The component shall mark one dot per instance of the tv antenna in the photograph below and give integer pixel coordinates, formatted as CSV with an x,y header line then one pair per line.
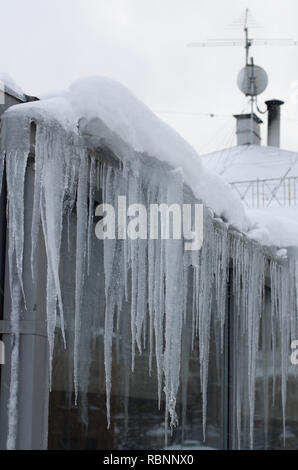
x,y
252,79
247,42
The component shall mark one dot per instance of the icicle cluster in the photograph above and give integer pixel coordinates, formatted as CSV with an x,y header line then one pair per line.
x,y
152,275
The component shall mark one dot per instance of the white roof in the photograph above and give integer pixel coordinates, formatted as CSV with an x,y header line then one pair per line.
x,y
250,162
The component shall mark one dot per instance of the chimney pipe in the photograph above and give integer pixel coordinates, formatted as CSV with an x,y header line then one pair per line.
x,y
273,108
248,129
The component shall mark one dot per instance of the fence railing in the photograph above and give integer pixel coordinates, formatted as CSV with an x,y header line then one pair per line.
x,y
262,193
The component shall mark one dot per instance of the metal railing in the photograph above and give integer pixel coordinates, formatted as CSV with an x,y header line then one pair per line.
x,y
262,193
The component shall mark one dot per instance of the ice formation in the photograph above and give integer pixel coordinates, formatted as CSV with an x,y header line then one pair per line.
x,y
152,275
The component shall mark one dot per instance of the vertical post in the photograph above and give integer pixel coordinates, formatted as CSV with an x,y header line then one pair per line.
x,y
33,389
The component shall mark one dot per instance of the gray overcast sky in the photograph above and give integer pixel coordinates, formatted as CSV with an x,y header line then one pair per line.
x,y
47,44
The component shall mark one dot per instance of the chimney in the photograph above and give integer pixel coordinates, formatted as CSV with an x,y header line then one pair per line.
x,y
273,108
248,129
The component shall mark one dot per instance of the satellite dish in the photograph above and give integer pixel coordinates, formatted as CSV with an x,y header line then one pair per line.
x,y
252,80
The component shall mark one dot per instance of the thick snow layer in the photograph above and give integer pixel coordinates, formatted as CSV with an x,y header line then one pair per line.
x,y
271,229
135,124
9,83
274,225
249,162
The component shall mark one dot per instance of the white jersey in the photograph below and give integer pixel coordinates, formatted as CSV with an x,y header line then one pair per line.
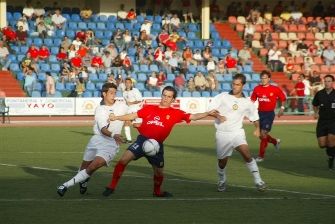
x,y
234,109
132,96
102,113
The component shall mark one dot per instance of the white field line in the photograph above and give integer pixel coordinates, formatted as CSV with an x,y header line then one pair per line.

● **Task goal**
Quote the preceding listing precisely and completely, omitting its images.

● **The answer**
The component shall mark one dot per instance of the tv antenna in the photograph below and give integer pixel coordinates, formatted as CSV with an x,y header line then one pair per line.
x,y
252,79
247,42
The component shall mark one dot per instance of the icicle cluster in the photograph above and give integer pixel coordinates, formatted as CSV with an x,y header line then one pair per line.
x,y
152,275
The component shall mark one dot per instance of the white roof in the photograph above and give integer pixel coordinates, formatted as CSV with an x,y header line then one pair per line.
x,y
250,162
The component shall mark one dot per instance of the chimney pipe in the photograph above and give integer pixel coordinates, formatted as CSV with an x,y header line then one pair per line.
x,y
273,108
248,129
The component shall mark one dot per instance of the fence railing in the photograph above and give integer pixel coordinates, formatted as CSV with an x,y header line then one pair per line.
x,y
262,193
The component shall mark one dot per instance of the metal railing in the photograph above and give integer pixel coordinates, formatted as CSV with an x,y header line then one pair per line.
x,y
262,193
The component shall mark one dot per instance of the ice formation in the photograph above and give integer pixel coordinates, formatted as CSV with an x,y header line then one pair per line.
x,y
152,275
The component shall mark one dot per instance of the vertical post in the photograph above and give integer pixel coordinates, formatted as CSV with an x,y header line then one pair per line.
x,y
33,389
The component shall mark one dot per instance of the gray overcast sky in the photograph above and give integer pixel coordinates, formatted as CSV with an x,y header line then one pair per line.
x,y
47,44
The component shall mark one dot per instance of the chimney in the photograph above and give integer pixel coordinates, formatted as CSV with an x,y header line then one pair per line.
x,y
273,108
248,129
The component shall mark one dot per instance of the satellite dish in the photograph above and give integer pixel coordinates, formatted as CSV with an x,y header line then one pair per line.
x,y
252,80
The component shall mark one dot per instance of the thick snow layer in the photograph above and give integer pixel coordinates, formatted as CSV with an x,y header line then one pair per line.
x,y
271,229
135,124
9,83
274,225
249,162
The component shall mark one dot per instance of the white jersey in the photograph below and give integer pixel coordinates, formatted as CSV with an x,y header line then one pair per line.
x,y
234,109
132,96
102,113
The component shall mark one dot per instance of the white field line in the photograph above and give integer pixel coordinates, formatted as CSV with an x,y header line then one pair per line.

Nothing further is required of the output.